# Bacaan yang Disediakan
Berita Kaltim Terkini
25 OPD di Kaltim Tak Capai Target, Gubernur Rudy Mas'ud Minta Percepat Serapan Anggaran
25 OPD di Kaltim tak capai target, Gubernur Rudy Mas'ud minta percepat serapan anggaran jelang akhir tahun, Senin (24/11/2025).
Penulis: Tribun Kaltim | Editor: Rita Noor Shobah
TRIBUNKALTIM.CO, SAMARINDA – Gubernur Kalimantan Timur, Rudy Mas'ud meminta 25 Organisasi Perangkat Daerah (OPD) di lingkungan Pemerintah Provinsi Kalimantan Timur fokus untuk penyerapan anggaran jelang akhir tahun.
Pasalnya 25 OPD tersebut masih gagal capai target serapan anggaran hingga minggu terakhir November 2025.
Kondisi ini membuat catatan rapor 25 OPD tersebut masih berwarna merah.
Padahal penyerapan anggaran itu sangat penting untuk kepentingan masyarakat.

# Bahan yang Disediakan
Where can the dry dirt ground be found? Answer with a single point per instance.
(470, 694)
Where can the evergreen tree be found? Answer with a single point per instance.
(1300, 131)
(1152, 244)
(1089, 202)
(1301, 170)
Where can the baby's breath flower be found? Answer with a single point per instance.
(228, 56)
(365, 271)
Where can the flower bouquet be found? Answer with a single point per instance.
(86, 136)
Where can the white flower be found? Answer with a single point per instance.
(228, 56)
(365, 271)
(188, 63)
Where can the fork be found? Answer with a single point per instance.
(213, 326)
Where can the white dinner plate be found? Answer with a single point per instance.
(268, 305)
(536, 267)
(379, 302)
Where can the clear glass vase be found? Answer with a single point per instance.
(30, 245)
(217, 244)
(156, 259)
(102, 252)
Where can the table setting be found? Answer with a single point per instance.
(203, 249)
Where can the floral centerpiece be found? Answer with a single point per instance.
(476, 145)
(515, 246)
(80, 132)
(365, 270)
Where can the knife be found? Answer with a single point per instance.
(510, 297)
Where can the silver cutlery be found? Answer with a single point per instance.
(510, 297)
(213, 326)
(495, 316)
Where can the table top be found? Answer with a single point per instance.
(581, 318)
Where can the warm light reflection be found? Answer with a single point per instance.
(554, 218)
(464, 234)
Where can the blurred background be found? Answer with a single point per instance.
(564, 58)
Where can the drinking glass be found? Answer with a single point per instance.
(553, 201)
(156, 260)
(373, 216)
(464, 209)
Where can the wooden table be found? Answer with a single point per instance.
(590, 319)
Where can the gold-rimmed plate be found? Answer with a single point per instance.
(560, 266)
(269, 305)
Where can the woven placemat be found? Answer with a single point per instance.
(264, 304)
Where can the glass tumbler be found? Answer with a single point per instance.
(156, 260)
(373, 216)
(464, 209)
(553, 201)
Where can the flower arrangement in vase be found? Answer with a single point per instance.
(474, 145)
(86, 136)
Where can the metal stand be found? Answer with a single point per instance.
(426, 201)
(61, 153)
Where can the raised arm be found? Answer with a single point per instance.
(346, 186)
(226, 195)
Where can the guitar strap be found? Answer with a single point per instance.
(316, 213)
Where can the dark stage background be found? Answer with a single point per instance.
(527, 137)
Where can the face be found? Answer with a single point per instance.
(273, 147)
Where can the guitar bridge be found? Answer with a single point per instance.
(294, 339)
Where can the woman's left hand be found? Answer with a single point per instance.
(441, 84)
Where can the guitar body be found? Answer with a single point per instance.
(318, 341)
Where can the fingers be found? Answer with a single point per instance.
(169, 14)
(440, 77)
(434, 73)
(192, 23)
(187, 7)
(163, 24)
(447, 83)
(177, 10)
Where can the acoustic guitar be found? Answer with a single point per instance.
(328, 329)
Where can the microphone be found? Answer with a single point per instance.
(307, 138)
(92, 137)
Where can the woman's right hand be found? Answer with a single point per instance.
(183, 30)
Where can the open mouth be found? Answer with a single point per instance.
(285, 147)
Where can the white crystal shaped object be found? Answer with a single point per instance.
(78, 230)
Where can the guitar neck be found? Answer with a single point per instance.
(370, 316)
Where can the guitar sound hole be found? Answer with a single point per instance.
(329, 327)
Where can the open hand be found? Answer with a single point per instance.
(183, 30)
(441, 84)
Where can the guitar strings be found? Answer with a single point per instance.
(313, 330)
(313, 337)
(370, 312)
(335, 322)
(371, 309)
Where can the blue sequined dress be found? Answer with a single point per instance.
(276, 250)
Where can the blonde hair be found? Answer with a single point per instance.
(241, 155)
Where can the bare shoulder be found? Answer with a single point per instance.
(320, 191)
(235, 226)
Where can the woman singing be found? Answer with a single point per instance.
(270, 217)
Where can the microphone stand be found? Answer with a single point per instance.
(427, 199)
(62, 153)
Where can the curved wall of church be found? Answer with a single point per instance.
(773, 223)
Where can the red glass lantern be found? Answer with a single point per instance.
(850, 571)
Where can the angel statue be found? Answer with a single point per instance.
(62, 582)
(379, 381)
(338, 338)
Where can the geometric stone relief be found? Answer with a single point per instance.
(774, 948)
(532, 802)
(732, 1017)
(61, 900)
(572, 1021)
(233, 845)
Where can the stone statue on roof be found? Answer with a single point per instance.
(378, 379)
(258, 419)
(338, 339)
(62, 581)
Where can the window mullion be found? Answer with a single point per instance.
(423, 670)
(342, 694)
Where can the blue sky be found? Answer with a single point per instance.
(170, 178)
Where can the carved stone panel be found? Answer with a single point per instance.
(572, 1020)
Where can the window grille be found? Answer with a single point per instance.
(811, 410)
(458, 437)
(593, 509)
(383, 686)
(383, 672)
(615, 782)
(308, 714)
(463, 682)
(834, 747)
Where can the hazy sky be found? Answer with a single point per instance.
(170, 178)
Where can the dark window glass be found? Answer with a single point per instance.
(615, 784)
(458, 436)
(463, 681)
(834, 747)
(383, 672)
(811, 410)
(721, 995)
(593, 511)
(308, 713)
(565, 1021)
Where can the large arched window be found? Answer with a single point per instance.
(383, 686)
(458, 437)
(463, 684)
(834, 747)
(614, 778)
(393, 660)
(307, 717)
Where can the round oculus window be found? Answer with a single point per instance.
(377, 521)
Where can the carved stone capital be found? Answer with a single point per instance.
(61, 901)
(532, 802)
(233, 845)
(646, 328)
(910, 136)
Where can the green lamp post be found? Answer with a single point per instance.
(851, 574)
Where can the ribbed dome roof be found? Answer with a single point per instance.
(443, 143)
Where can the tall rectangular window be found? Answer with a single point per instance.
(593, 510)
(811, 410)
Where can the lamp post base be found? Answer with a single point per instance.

# Tugas
Lanjutkan berita tentang serapan anggaran OPD di Kaltim mulai dari bagian sesudah kalimat terakhirnya.

# Hasil Latihan
Baca juga: APBD Kaltim 2026 Berkurang Rp 6 Triliun, DPRD Pastikan Program Gratispol Tetap Berjalan
Selain itu, penyerapan anggaran juga jadi penilaian penting Pemerintah Pusat dalam hal ini Menteri Keuangan, Purbaya Yudhi Sadewa dalam menilai kemampuan daerah menyerap anggaran.
Apalagi Purbaya sudah menjanjikan akan menambah dana transfer ke daerah (TKD) jika penyerapan anggaran bisa berjalan maksimal.
Gubernur Rudy Mas'ud pun memberi perhatian serius untuk hal ini.
Rudy menegaskan percepatan serapan harus dilakukan tanpa mengorbankan kualitas pekerjaan.
Pemprov Kalimantan Timur sendiri membidik prognosis (prediksi) serapan anggaran hingga akhir tahun mencapai sekitar 94 persen.
Namun hingga memasuki minggu keempat November, masih ada puluhan OPD yang belum menunjukkan kinerja sesuai harapan.
"Jadi menyesuaikan dari semuanya masih ada 25 OPD, karena ini kan baru selesai anggaran perubahannya," ujar Rudy Masud.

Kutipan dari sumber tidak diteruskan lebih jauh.